**WHAT THIS TASK INVOLVES:** Reproduce exactly the lines from the one containing "Where can the wooden beam" through the last line of the data, both ends included.

**ROWS:**
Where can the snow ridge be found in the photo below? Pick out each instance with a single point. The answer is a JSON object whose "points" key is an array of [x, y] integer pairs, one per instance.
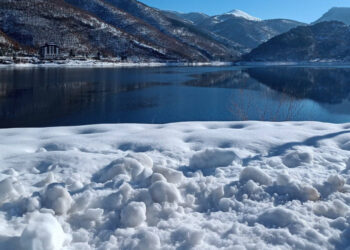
{"points": [[242, 14]]}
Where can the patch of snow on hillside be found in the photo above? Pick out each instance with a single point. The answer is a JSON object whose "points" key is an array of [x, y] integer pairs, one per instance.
{"points": [[242, 14], [213, 185]]}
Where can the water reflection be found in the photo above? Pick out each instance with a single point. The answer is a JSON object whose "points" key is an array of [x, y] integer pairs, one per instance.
{"points": [[59, 96], [325, 85]]}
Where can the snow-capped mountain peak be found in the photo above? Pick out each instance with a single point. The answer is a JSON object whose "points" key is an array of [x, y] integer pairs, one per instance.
{"points": [[242, 14], [341, 14]]}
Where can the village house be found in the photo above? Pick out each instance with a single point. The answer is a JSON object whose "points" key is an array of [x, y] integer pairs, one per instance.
{"points": [[49, 51]]}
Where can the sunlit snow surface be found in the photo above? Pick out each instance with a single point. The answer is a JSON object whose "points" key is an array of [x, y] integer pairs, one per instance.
{"points": [[246, 185]]}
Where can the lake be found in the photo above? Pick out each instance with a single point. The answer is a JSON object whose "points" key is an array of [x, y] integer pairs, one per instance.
{"points": [[37, 97]]}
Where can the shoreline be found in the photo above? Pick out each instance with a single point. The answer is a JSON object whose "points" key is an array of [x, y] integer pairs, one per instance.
{"points": [[107, 64], [115, 184]]}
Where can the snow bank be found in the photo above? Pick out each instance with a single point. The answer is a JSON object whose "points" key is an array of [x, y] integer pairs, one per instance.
{"points": [[278, 186], [42, 233]]}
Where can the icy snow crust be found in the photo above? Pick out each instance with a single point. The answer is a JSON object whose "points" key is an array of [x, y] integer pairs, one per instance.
{"points": [[216, 185]]}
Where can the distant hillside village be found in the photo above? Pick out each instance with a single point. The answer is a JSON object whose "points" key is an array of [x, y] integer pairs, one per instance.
{"points": [[52, 52]]}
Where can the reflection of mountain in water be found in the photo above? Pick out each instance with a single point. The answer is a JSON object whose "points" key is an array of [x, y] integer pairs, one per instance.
{"points": [[41, 97], [325, 85], [224, 79]]}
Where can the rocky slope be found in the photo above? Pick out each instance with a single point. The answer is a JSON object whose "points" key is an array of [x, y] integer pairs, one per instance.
{"points": [[323, 41], [7, 46]]}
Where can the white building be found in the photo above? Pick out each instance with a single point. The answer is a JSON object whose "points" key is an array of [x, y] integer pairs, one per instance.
{"points": [[49, 51]]}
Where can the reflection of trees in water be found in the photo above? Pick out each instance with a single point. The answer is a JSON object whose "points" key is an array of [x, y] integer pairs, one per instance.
{"points": [[245, 104], [325, 85], [268, 107], [224, 79], [40, 97]]}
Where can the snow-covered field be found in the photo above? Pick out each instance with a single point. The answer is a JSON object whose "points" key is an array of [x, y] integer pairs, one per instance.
{"points": [[215, 185]]}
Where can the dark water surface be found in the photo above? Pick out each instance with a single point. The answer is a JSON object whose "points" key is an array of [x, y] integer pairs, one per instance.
{"points": [[36, 97]]}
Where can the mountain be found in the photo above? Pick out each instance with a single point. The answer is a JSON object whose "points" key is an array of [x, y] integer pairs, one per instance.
{"points": [[246, 30], [32, 23], [236, 14], [322, 41], [7, 46], [113, 27], [336, 14], [192, 17]]}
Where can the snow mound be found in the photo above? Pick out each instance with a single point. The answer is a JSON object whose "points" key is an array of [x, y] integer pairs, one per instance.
{"points": [[255, 174], [57, 198], [244, 185], [42, 233], [134, 214], [297, 158], [164, 192], [132, 167], [213, 158], [277, 218]]}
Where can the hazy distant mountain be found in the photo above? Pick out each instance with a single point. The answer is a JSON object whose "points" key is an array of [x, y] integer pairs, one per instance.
{"points": [[336, 14], [33, 23], [113, 27], [210, 45], [239, 27], [322, 41]]}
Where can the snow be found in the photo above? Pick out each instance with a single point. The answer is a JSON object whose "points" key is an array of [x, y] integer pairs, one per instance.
{"points": [[340, 14], [196, 185], [242, 14], [107, 64]]}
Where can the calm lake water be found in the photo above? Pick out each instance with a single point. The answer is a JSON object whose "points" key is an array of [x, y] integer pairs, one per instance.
{"points": [[37, 97]]}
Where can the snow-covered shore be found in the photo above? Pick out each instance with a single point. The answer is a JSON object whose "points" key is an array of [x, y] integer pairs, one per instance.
{"points": [[214, 185], [110, 64]]}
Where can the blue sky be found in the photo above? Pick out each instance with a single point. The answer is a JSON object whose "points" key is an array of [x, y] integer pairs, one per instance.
{"points": [[301, 10]]}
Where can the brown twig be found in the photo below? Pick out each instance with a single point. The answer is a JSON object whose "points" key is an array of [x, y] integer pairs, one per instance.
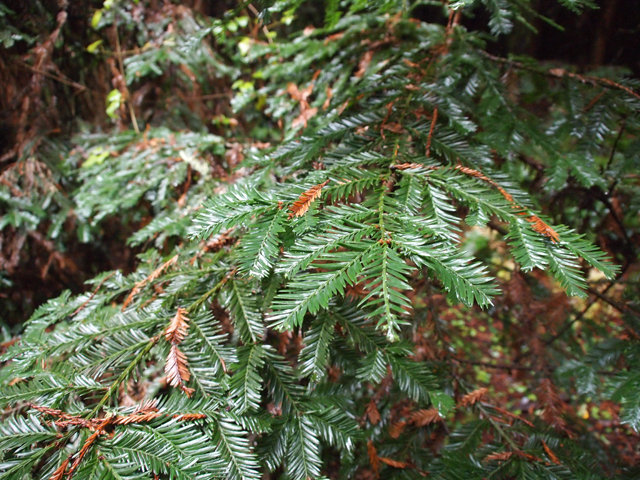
{"points": [[561, 73], [93, 294], [431, 129], [70, 83], [124, 81]]}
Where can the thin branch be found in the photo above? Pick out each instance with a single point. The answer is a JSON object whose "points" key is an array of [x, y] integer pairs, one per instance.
{"points": [[81, 307], [124, 81], [265, 30], [560, 73]]}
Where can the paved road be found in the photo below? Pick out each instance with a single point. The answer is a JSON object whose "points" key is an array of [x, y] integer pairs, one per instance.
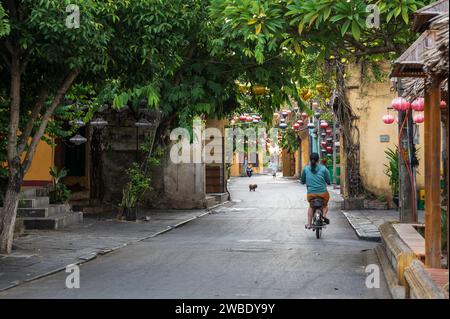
{"points": [[254, 248]]}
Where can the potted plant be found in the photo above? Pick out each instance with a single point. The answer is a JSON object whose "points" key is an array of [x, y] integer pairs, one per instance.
{"points": [[138, 184], [59, 193], [391, 171]]}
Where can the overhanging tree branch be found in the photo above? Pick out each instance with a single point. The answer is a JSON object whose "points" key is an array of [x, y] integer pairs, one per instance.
{"points": [[40, 132]]}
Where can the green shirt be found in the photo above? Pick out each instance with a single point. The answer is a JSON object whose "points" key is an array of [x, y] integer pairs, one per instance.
{"points": [[316, 182]]}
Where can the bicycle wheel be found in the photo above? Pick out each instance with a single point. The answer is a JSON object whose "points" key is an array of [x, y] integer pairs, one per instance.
{"points": [[319, 232]]}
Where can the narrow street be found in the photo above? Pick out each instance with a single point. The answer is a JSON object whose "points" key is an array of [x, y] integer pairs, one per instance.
{"points": [[254, 247]]}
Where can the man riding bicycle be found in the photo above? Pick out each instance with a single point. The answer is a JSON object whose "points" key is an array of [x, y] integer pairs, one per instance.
{"points": [[316, 177]]}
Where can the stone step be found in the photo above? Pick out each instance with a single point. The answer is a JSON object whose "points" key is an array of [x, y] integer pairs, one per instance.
{"points": [[33, 192], [50, 210], [37, 202], [56, 222], [210, 201], [219, 197]]}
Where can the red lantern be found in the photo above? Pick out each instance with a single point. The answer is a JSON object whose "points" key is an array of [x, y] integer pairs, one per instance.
{"points": [[323, 124], [418, 118], [388, 119], [400, 104], [418, 104]]}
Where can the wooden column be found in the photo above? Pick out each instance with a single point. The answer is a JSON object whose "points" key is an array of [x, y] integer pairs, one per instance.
{"points": [[432, 177]]}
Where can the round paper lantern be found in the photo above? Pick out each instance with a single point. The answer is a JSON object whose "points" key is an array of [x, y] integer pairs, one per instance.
{"points": [[400, 104], [419, 118], [323, 124], [418, 104], [388, 119]]}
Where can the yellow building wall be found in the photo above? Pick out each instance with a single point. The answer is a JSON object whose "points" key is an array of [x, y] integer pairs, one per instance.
{"points": [[369, 102], [41, 164]]}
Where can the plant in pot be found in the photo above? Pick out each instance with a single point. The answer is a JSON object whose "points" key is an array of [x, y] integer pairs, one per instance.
{"points": [[138, 184], [391, 171], [59, 193]]}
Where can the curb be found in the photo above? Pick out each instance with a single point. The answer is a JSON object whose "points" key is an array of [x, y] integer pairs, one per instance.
{"points": [[358, 232], [83, 260]]}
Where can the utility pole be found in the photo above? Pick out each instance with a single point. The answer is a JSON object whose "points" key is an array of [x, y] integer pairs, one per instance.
{"points": [[407, 208]]}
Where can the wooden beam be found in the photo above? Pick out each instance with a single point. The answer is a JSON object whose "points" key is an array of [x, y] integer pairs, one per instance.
{"points": [[432, 176]]}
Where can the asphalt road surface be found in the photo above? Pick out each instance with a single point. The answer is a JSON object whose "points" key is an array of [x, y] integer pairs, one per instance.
{"points": [[256, 247]]}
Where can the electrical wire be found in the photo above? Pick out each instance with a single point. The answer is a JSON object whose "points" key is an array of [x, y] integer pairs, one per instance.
{"points": [[408, 168]]}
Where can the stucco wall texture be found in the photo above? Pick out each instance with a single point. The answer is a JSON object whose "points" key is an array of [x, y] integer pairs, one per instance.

**REPLY TO THE TASK:**
Where can the wooden beam be found in the photo above? Pick out each instance with a single point. The answer is a JSON object whose "points" key is an array of [x, y] integer pairs, one per instance.
{"points": [[432, 176]]}
Where can the asphalt road surface be found in the photo above? Pick out each instance with a single point. The answer is a JSON object whose "points" key is an array of [x, y] integer pairs, one per instance.
{"points": [[256, 247]]}
Where can the electrical wire be found in the photo above? Pick out each instance with a single point. The answer is a JSON object whose "points" key is an array of [x, y] integer pairs, one per instance.
{"points": [[408, 168]]}
Where can the stucco wall texture be found in the photo above? Pick out each instance with a single point. The answer is a JSON object whose "points" key is an array of [x, y] integer pairs, one per instance.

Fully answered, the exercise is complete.